● Data extracts
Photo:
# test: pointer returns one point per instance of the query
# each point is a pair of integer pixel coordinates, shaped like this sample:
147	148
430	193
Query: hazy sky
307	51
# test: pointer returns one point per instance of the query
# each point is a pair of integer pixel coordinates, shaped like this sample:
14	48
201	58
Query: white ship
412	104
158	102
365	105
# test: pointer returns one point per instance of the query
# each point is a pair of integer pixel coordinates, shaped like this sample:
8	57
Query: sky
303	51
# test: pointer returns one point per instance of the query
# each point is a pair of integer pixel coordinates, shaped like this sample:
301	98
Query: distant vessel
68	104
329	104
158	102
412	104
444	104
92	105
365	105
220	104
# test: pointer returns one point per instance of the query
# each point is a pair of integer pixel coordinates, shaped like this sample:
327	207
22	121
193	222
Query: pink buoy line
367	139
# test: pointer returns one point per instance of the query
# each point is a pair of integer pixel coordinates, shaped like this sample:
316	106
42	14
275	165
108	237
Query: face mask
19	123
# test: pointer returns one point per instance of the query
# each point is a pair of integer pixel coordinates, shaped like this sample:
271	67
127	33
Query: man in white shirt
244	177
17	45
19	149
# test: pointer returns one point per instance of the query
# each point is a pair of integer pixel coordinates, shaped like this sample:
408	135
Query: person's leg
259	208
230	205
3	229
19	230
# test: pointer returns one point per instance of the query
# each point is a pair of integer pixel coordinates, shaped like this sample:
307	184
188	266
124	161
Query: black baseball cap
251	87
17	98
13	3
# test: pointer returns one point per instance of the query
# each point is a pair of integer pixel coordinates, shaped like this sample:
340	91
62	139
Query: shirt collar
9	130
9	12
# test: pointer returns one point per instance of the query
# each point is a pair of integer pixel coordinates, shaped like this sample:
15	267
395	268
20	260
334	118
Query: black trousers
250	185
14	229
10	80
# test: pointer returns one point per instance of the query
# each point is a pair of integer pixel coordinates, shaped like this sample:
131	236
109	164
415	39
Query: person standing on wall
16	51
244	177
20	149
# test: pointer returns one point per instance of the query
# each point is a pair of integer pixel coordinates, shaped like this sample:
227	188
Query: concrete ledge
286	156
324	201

● What is being asked
Set down the lines from the one with "Query: pink buoy line" through the end of the data above. Keep each exactly as written and add no other line.

● Finished exercise
Query: pink buoy line
367	139
# test: pointer returns one point per instance of the query
# each point is a pair of integer pixel coordinates, shaped like this sample:
316	106
42	14
275	165
108	237
Query: face mask
19	123
# test: pointer returns one point per instance of the query
# each point is a pair of integer pixel coordinates, shaped like this sample:
271	67
127	33
Query: man in white shirt
244	177
17	45
19	149
# test: pointer returns one point per instance of the query
# each point is a pair of integer pixel coordinates, shaped like this sample:
408	135
Query: person's leg
259	208
230	205
3	229
19	230
# test: pointer returns one point per instance of the query
# each point is a pair of integer pixel coordinates, shaped like this sample:
307	184
188	266
124	161
Query: black baseball cap
251	87
17	98
13	3
# test: pointer returns one point per instance of the query
# each point is a pair of integer pixel coordinates, shaped like this sample:
340	91
62	139
Query: shirt collar
9	130
9	12
# test: pointer returns one point per instance of the query
# each point is a pair of integer pixel coordinates, shaped like this sample:
15	267
395	268
20	260
334	118
Query: black trousers
250	185
14	229
10	80
# test: pointer returns one point per instance of the query
# each point is a pair of integer pixel coordinates, shaped like this sample:
131	236
109	164
415	39
Query: person standing on wall
16	51
244	177
20	149
# test: pointer returns one point per instance of the query
# each point is a pair of integer pixel coordinates, shaped like this sample:
227	188
Query: concrete ledge
286	156
324	201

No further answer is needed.